• _Exercise requirements_:
A: According to the tribute to Carrie Fisher, which film was her acting debut?
B: Return the passage of the Carrie Fisher tribute starting with "Carrie had a" and going on through "into Episode VIII).".
C: Carry the Carrie Fisher tribute forward from its last sentence.

• _Excerpt_:
----

There is probably nothing we can type in a tribute that won’t have already been said of the immortal Princess Leia, but then again, how could we not write one.

Carrie Frances Fisher was born in Beverly Hills on October 21 1956. The daughter of singer Eddie Fisher and actress Debbie Reynolds, Carrie was born into Hollywood royalty.  Her acting debut came in the 1975 comedy Shampoo, but it was her casting as Princess Leia Organa in Star Wars in 1977 that projected her into the international spotlight and made her an icon overnight.

Carrie had a brief marriage to singer Paul Simon and has a daughter, Billie Lourd, with talent agent Bryan Lourd. Billie, a regular star of the US comedy-horror series The Scream Queens also appeared in The Force Awakens as Lieutenant Connix, ensuring that Carrie’s Star Wars on screen legacy will last a little longer at least (her role continuing into Episode VIII).

----

• _Material provided_:
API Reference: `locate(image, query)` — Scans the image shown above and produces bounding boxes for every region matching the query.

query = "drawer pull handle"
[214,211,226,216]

----

• _Responses to the exercise_:
A: The 1975 comedy Shampoo.

B:
Carrie had a brief marriage to singer Paul Simon and has a daughter, Billie Lourd, with talent agent Bryan Lourd. Billie, a regular star of the US comedy-horror series The Scream Queens also appeared in The Force Awakens as Lieutenant Connix, ensuring that Carrie’s Star Wars on screen legacy will last a little longer at least (her role continuing into Episode VIII).

C:
The 1980s saw her revise her role as Princess Leia in The Empire Strikes Back and The Return of the Jedi. However she also starred in another cult movie in the form of The Blues Brothers as Jake’s scorned ex-lover (the scene in which she fires a bazooka at John Belushi and Dan Akroyd has to be up there as one of the best non-Star Wars moments of 1980s cinema!).

Further roles in When Harry Met Sally, Drop Dead Fred and Hook revealed another talent of Carrie’s: that of script doctoring. It has now been revealed that, even at 22, in what went on to become A New Hope, Carrie would rewrite the Leia’s lines for the better in the movie. Her talent for script doctoring, a little known but highly valuable role in Hollywood, saw Carrie work on such Hollywood hits as Hook, The Wedding Singer, Outbreak, Sister Act, The River Wild and the Star Wars prequels.

Her semi-autobiographical first novel Postcards from the Edge was adapted into a 1990 movie starring Meryl Streep. It showcased, in an honesty rarely seen in Hollywood, Carrie’s battle with addiction. It was this openness about both her various addictions and her bipolar that for many elevated her beyond the status that even playing Princess Leia had given her amongst the Star Wars fandom.

Carrie went on to write 4 novels and 3 memoirs, including the Princess Diarist which she had been promoting in the run-up to her untimely death. The calibre of her talent for writing was often overshadowed by her Princess Leia fame but three of Carrie’s books made the New York Times bestseller list including Wishful Drinking which she adapted from her one-woman Broadway show.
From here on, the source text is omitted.